DATA EXCERPTS Block Start
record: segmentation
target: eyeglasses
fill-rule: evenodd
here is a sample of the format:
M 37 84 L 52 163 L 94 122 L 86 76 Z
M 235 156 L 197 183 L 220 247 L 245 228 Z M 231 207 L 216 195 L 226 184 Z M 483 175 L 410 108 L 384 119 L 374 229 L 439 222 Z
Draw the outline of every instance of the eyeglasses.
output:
DATA EXCERPTS Block End
● **PROBLEM TO WORK ON**
Looking at the entries above, say how many lines contain the word "eyeglasses". Only the number is wanted.

● **TASK ANSWER**
2